YOUR INSTRUCTIONS -
Would you set down all of the entries below exactly as they stand?

INFORMATION SHOWN -
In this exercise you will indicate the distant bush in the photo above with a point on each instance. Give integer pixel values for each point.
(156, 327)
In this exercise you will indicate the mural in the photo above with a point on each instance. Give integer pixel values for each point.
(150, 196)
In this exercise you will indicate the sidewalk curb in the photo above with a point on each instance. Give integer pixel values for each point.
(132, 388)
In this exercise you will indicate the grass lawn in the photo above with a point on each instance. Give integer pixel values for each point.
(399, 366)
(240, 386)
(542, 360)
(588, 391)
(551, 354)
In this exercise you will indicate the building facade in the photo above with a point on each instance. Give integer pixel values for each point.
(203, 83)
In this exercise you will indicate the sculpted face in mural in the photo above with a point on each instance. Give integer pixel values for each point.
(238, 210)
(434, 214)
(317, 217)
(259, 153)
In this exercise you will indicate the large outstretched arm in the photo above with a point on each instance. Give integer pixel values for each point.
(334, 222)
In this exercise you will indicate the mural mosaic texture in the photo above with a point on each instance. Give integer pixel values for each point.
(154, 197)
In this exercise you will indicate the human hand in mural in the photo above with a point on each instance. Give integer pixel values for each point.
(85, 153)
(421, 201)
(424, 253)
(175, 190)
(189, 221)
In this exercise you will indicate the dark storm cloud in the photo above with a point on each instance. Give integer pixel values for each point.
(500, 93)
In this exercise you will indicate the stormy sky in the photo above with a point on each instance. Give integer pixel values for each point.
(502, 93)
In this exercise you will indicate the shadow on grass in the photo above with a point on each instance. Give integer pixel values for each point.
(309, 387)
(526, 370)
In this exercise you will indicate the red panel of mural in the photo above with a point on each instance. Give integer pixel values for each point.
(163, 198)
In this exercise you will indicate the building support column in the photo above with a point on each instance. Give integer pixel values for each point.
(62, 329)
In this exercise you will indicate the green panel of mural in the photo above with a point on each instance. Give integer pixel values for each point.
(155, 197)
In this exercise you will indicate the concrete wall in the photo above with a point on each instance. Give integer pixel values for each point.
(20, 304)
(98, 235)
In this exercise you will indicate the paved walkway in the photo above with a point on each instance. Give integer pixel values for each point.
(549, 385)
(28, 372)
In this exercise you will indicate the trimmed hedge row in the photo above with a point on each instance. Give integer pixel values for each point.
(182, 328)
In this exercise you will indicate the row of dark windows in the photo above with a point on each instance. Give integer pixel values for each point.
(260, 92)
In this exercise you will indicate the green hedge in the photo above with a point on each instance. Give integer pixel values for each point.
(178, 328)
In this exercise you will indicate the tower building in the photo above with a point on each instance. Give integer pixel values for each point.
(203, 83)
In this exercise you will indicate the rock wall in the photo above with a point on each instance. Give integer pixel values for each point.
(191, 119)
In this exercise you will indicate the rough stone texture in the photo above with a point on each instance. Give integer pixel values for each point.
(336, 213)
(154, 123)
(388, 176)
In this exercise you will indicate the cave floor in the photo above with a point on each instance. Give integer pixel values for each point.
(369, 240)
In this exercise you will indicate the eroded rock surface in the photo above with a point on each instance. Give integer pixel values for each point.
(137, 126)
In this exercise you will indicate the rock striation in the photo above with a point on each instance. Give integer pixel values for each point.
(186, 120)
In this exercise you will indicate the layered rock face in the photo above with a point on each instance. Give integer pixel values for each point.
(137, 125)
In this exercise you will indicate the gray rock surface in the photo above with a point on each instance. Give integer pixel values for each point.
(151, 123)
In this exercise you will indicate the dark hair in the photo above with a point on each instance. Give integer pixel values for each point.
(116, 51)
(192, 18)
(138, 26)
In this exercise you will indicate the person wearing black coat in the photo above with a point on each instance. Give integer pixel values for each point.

OUTPUT BELOW -
In this exercise you will indicate the distant bush in the photo above with a point on each instance. Give integer pixel values for each point.
(156, 327)
In this exercise you will indicate the mural in the photo above with a point on each instance. Give integer pixel values for each point.
(150, 196)
In this exercise you will indicate the sidewalk curb in the photo above with a point on each instance. Give integer pixel values for each point.
(132, 388)
In this exercise you will indicate the grass lawn in the photo above with a point on each instance. Give integer pixel values for each point.
(399, 366)
(240, 386)
(542, 360)
(588, 391)
(551, 354)
In this exercise you will indicate the building facade in the photo above with a point on each instance. Give integer pixel values for each point.
(203, 83)
In this exercise you will indicate the sculpted face in mural in the photo above with a point on each instance. Give integer pixel values for each point.
(238, 210)
(434, 214)
(317, 217)
(259, 153)
In this exercise you will indicate the large outstretched arm in the photo above with a point on each instance. Give integer pixel values for each point.
(334, 222)
In this exercise you will indicate the mural mosaic texture in the photo above with a point on each instance. Give integer pixel values for each point.
(154, 197)
In this exercise you will indicate the human hand in mural in the photo above with a point on each instance. Give integer pixel values for each point.
(85, 153)
(421, 201)
(424, 253)
(175, 190)
(189, 221)
In this exercise you will indicate the dark storm cloud in the photo above with a point on each instance. Give integer pixel values for each point.
(500, 93)
In this exercise you will indicate the stormy sky in the photo above with a point on each instance. Give integer pixel values for each point.
(502, 93)
In this exercise you will indicate the shadow on grass in the photo above with a point on each instance. Give integer pixel values for each point.
(309, 387)
(526, 370)
In this exercise you will indicate the red panel of mural in the photo above with a point on each instance. Give integer pixel values for each point.
(163, 198)
In this exercise you will indicate the building support column in the photo above with a point on each instance. Give integer pixel values for each point.
(62, 329)
In this exercise you will indicate the green panel of mural in the photo above with a point on each instance. Give integer pixel values for each point.
(155, 197)
In this exercise you will indicate the concrete wall in the photo above with a point on each instance. Give integer pixel values for each point.
(20, 304)
(98, 235)
In this exercise you will indicate the paved walkway in the photo above with a point on each instance. Give integer pixel values for each point.
(549, 385)
(28, 372)
In this exercise you will indicate the trimmed hedge row in the photo above with a point on each instance. Give integer pixel values for each point.
(182, 328)
In this exercise you will indicate the row of dark windows in the photo above with a point on each instance. Give integer pixel values for each point.
(260, 92)
In this exercise you will indicate the green hedge in the photo above with a point on each instance. Give integer pixel values for each point.
(178, 328)
In this exercise you will indicate the tower building in the photo above with a point on each instance. Give integer pixel values for each point.
(203, 83)
In this exercise you will indicate the rock wall in the photo above with a point on each instance. Give integer pixel values for each point.
(191, 119)
In this exercise you will indicate the rough stone texture in the photo above with a point on each instance. Give integer pixel values for each point.
(336, 213)
(154, 123)
(388, 176)
In this exercise you will indicate the cave floor in the photo above with a point on each instance. Give integer pixel values for each point.
(369, 240)
In this exercise you will indicate the eroded rock surface in the photo above with a point on each instance. Give integer pixel values for each point.
(137, 126)
In this exercise you will indicate the rock striation in the photo above with a point on each instance. Give integer pixel values for each point.
(186, 120)
In this exercise you will indicate the layered rock face in the photo above with a point on each instance. Give integer pixel values for each point.
(137, 125)
In this exercise you will indicate the gray rock surface in the photo above with a point on each instance. Give integer pixel values for each point.
(151, 123)
In this exercise you will indicate the dark hair in the photo above with a point on each instance. Give integer pixel values for each point.
(116, 51)
(192, 18)
(138, 26)
In this exercise you will indicate the person wearing black coat in the photo above with a point on each instance. Give integer pixel values for each point.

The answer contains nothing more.